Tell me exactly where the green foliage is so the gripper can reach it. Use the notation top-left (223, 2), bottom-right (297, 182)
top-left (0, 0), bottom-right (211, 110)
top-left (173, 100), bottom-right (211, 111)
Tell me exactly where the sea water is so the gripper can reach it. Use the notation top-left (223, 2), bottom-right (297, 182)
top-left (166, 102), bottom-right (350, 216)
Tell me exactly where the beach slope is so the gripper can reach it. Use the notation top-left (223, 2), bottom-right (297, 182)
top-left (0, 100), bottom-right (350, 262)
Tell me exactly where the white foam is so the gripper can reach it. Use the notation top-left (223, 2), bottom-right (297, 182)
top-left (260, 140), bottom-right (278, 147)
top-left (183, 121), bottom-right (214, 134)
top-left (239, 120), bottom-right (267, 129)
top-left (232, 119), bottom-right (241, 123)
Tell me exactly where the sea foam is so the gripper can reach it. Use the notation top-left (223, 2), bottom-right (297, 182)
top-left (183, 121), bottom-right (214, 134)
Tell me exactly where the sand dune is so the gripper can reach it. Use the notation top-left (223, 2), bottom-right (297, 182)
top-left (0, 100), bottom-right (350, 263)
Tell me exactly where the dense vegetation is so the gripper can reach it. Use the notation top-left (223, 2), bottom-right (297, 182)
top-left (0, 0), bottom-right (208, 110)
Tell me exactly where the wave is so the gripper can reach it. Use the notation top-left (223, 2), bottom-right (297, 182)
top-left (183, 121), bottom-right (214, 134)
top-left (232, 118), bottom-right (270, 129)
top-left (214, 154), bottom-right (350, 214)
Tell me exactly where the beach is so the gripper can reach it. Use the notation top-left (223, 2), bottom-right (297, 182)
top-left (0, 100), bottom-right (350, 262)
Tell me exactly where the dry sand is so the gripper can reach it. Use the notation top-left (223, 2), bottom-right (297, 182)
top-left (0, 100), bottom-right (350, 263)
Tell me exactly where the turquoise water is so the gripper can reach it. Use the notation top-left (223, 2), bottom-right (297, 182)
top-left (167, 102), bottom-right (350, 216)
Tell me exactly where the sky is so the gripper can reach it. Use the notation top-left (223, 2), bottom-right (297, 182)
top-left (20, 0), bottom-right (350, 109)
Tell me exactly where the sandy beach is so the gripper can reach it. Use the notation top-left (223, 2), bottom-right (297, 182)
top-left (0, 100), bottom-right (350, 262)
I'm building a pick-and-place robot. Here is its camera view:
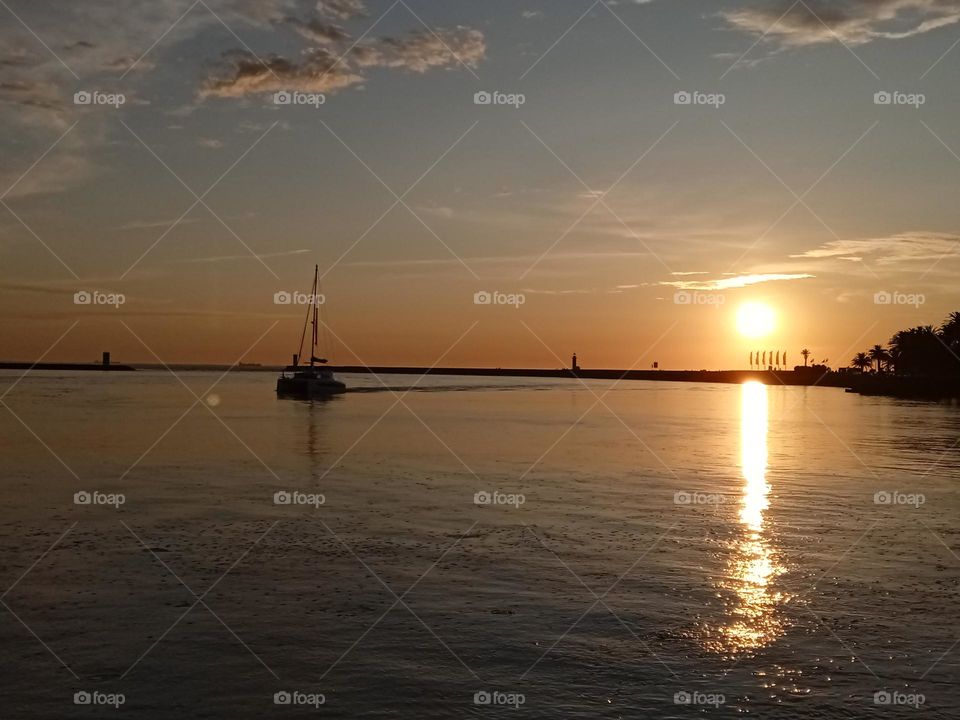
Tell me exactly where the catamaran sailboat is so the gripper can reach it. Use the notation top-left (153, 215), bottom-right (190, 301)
top-left (277, 265), bottom-right (347, 398)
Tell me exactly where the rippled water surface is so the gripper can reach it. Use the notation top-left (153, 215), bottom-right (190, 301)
top-left (0, 371), bottom-right (960, 718)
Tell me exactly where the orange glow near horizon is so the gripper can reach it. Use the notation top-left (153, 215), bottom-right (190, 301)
top-left (737, 302), bottom-right (777, 338)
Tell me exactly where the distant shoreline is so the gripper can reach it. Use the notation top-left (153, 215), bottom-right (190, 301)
top-left (0, 362), bottom-right (960, 400)
top-left (0, 362), bottom-right (136, 372)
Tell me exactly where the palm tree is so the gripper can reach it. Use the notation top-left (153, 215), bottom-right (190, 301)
top-left (850, 353), bottom-right (873, 372)
top-left (867, 345), bottom-right (890, 373)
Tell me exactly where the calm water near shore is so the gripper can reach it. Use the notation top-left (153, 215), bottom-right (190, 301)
top-left (0, 371), bottom-right (960, 718)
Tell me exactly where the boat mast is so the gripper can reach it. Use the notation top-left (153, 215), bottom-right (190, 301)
top-left (310, 265), bottom-right (320, 367)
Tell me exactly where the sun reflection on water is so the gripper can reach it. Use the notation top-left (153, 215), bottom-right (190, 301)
top-left (716, 382), bottom-right (784, 653)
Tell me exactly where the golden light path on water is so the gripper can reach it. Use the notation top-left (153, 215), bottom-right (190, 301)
top-left (716, 382), bottom-right (784, 653)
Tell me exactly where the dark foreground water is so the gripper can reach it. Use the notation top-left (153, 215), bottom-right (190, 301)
top-left (0, 372), bottom-right (960, 719)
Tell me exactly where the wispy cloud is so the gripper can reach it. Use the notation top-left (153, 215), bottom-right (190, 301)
top-left (660, 273), bottom-right (815, 291)
top-left (790, 231), bottom-right (960, 266)
top-left (200, 27), bottom-right (487, 98)
top-left (721, 0), bottom-right (960, 47)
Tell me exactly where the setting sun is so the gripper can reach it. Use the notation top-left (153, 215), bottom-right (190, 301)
top-left (737, 302), bottom-right (776, 338)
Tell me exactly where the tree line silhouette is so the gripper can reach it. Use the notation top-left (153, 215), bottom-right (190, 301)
top-left (850, 312), bottom-right (960, 377)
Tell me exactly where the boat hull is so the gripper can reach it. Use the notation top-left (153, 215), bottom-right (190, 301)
top-left (277, 378), bottom-right (347, 398)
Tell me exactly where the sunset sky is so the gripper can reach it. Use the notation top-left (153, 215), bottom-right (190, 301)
top-left (0, 0), bottom-right (960, 368)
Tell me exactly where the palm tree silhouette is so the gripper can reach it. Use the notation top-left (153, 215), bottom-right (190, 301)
top-left (867, 345), bottom-right (890, 373)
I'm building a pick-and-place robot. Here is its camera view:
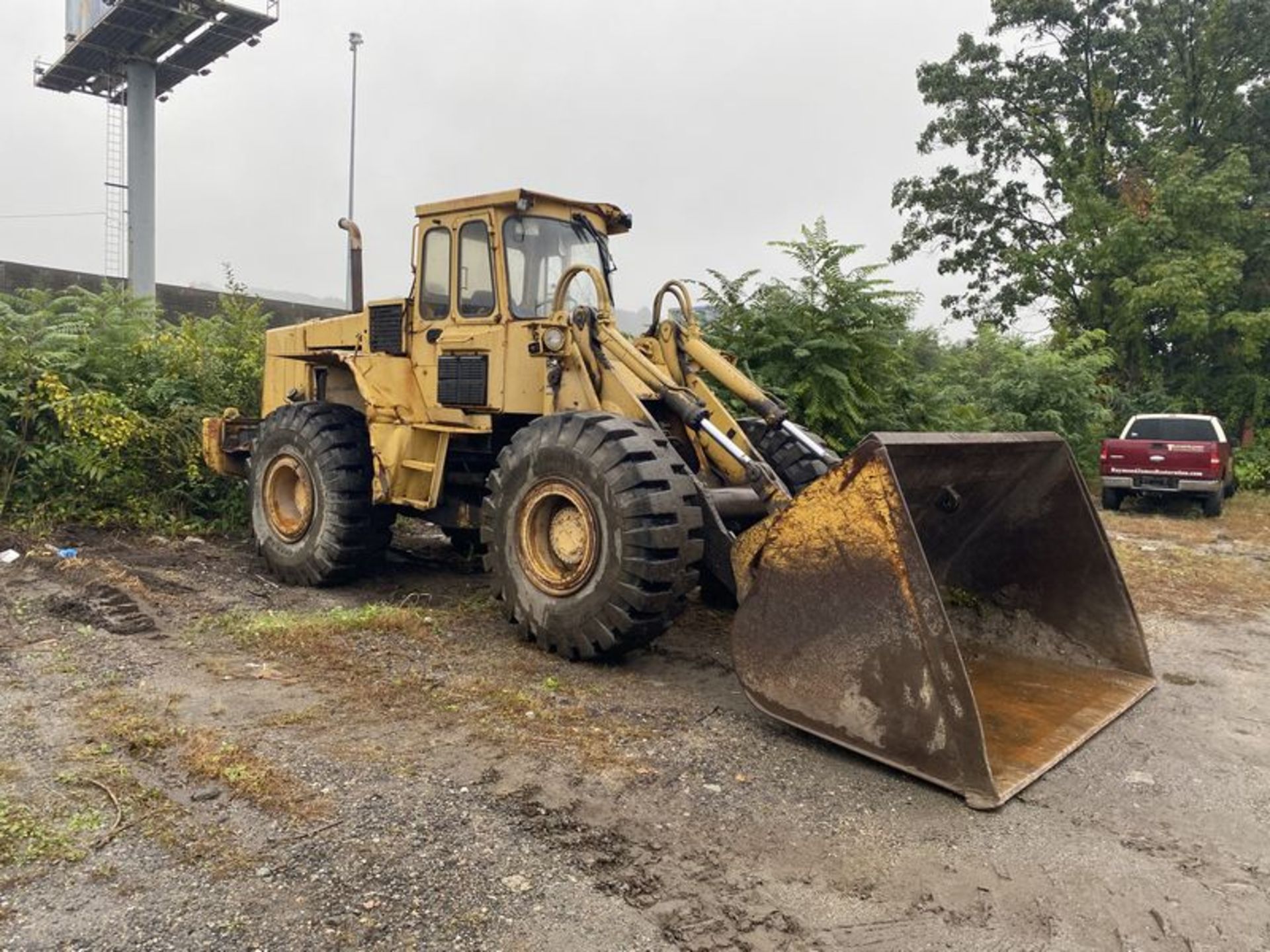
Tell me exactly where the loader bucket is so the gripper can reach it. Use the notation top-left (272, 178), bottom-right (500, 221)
top-left (733, 433), bottom-right (1154, 809)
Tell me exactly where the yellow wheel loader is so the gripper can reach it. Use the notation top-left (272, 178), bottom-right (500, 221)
top-left (203, 189), bottom-right (1154, 807)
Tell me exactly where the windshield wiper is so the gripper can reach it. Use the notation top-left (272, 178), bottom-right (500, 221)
top-left (573, 212), bottom-right (617, 279)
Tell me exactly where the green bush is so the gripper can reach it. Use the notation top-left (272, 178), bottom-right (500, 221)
top-left (0, 284), bottom-right (265, 531)
top-left (1234, 442), bottom-right (1270, 490)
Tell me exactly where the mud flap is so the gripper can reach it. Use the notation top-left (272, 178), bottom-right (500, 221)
top-left (733, 433), bottom-right (1154, 809)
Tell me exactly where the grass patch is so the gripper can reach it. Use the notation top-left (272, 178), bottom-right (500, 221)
top-left (1113, 539), bottom-right (1270, 617)
top-left (81, 688), bottom-right (184, 759)
top-left (1103, 493), bottom-right (1270, 617)
top-left (203, 599), bottom-right (650, 770)
top-left (79, 688), bottom-right (315, 816)
top-left (0, 797), bottom-right (85, 867)
top-left (181, 730), bottom-right (324, 817)
top-left (1101, 493), bottom-right (1270, 545)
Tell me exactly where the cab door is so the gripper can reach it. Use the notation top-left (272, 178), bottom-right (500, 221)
top-left (436, 214), bottom-right (505, 414)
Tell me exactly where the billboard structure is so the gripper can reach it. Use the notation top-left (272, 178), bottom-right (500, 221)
top-left (36, 0), bottom-right (278, 296)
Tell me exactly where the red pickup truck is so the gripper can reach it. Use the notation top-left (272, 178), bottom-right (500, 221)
top-left (1099, 414), bottom-right (1236, 516)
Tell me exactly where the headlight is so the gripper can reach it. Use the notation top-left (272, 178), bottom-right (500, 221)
top-left (542, 327), bottom-right (565, 354)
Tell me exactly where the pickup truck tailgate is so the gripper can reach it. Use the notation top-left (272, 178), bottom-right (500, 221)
top-left (1103, 439), bottom-right (1220, 485)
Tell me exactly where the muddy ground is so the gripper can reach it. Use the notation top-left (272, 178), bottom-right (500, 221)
top-left (0, 495), bottom-right (1270, 952)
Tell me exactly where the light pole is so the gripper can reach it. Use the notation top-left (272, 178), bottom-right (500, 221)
top-left (344, 33), bottom-right (362, 309)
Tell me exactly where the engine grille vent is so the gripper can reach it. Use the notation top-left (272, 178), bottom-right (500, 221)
top-left (437, 354), bottom-right (489, 406)
top-left (370, 305), bottom-right (405, 357)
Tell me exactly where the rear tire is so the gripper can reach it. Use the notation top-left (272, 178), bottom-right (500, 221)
top-left (1103, 486), bottom-right (1124, 513)
top-left (738, 416), bottom-right (842, 496)
top-left (482, 411), bottom-right (705, 658)
top-left (250, 403), bottom-right (395, 585)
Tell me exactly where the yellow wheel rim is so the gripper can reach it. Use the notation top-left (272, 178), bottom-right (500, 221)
top-left (516, 479), bottom-right (599, 595)
top-left (262, 453), bottom-right (314, 542)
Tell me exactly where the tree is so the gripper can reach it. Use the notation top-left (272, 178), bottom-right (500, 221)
top-left (701, 217), bottom-right (915, 447)
top-left (893, 0), bottom-right (1270, 431)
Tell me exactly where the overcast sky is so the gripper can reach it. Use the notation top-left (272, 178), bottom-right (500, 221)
top-left (0, 0), bottom-right (990, 324)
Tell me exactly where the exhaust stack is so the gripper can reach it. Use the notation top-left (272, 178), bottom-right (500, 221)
top-left (339, 218), bottom-right (366, 312)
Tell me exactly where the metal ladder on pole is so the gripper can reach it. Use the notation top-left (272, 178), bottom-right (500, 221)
top-left (103, 88), bottom-right (128, 278)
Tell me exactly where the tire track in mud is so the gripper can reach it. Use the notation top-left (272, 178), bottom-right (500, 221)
top-left (494, 785), bottom-right (797, 952)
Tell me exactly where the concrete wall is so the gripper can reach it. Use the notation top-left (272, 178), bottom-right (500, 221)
top-left (0, 262), bottom-right (343, 326)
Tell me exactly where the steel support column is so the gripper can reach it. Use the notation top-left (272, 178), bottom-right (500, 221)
top-left (128, 61), bottom-right (155, 297)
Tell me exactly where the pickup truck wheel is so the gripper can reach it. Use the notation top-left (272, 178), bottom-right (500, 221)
top-left (250, 403), bottom-right (395, 585)
top-left (1103, 487), bottom-right (1124, 513)
top-left (480, 411), bottom-right (705, 658)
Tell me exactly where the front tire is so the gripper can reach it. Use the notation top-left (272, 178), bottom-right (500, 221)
top-left (250, 403), bottom-right (394, 585)
top-left (482, 411), bottom-right (705, 658)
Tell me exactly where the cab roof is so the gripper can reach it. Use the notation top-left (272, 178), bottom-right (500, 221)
top-left (414, 188), bottom-right (631, 235)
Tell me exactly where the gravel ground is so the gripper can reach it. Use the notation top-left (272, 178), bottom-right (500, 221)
top-left (0, 499), bottom-right (1270, 952)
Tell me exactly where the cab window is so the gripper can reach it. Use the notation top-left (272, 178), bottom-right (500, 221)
top-left (419, 229), bottom-right (450, 321)
top-left (458, 221), bottom-right (494, 317)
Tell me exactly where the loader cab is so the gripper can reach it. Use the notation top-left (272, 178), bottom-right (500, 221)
top-left (414, 189), bottom-right (630, 323)
top-left (406, 189), bottom-right (630, 428)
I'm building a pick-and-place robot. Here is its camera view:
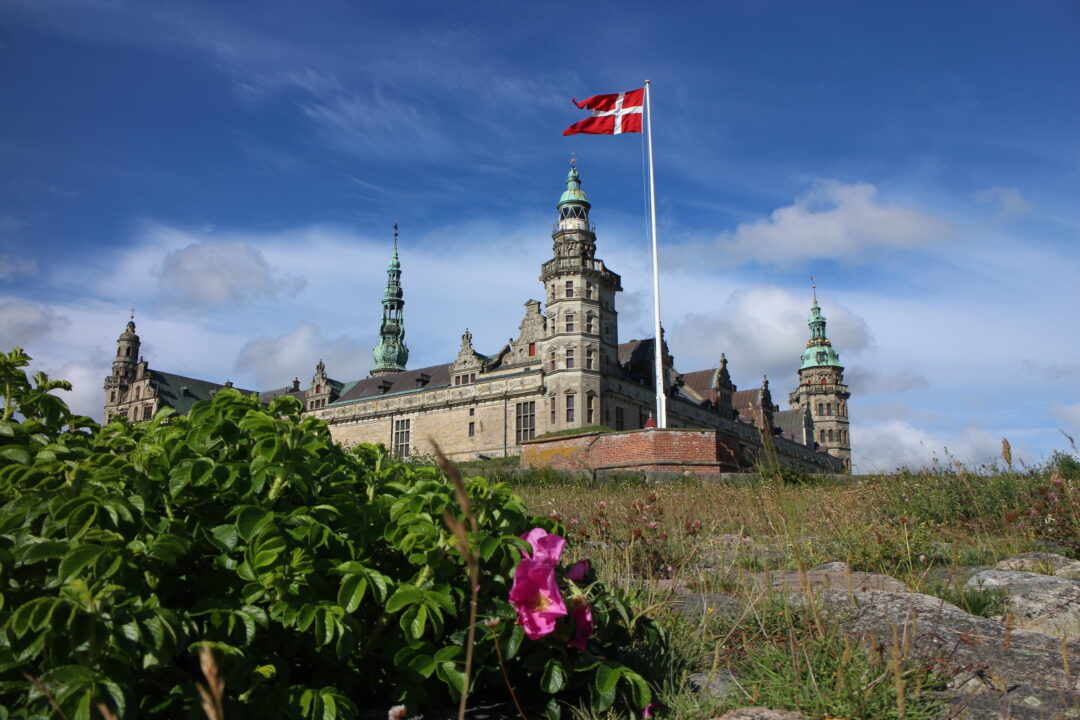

***

Your instructions ▸ Rewrite the listing from the line with "Tell me exactly where the tree line" to the line with "top-left (850, 312), bottom-right (960, 377)", both included, as a two-column CSV with the header text,location. Each row gives the text and the coordinates that follow it, each in its own quoted field, with any line breaks replaced by spaces.

Answer below ▸
text,location
"Tell me exactly where the tree line silhouette is so the gripper can reach it. Use the notation top-left (153, 215), bottom-right (190, 301)","top-left (850, 312), bottom-right (960, 377)"